--- START ---
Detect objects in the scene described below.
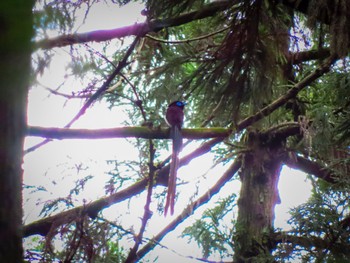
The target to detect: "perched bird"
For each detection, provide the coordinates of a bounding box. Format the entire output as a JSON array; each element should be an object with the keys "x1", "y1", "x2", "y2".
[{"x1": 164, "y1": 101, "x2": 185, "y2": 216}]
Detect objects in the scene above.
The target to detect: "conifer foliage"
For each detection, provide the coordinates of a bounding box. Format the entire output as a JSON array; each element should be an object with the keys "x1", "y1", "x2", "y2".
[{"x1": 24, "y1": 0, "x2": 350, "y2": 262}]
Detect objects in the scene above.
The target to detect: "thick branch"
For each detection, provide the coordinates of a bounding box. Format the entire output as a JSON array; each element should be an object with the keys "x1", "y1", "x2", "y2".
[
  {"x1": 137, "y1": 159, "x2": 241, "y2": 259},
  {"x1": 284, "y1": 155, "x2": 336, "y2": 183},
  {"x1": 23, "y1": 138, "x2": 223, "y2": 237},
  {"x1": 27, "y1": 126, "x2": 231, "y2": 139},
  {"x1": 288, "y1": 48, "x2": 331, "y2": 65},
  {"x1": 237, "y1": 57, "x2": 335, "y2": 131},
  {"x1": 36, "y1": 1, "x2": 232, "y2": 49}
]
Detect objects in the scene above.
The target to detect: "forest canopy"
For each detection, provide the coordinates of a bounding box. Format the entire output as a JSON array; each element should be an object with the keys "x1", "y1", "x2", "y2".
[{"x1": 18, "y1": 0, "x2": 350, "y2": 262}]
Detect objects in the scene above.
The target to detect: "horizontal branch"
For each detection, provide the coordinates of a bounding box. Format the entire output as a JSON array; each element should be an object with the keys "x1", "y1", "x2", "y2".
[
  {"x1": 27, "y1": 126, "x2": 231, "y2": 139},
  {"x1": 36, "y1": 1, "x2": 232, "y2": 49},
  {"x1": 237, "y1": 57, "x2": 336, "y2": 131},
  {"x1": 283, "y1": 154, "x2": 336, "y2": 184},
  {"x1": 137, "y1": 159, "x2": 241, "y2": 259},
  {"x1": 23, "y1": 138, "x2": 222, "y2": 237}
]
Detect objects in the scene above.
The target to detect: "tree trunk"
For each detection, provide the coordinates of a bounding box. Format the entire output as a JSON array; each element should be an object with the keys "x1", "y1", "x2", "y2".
--- END ---
* Goal of the exercise: Report how many lines of the listing above contain the string "target", giving only the number.

* Answer to the task: 6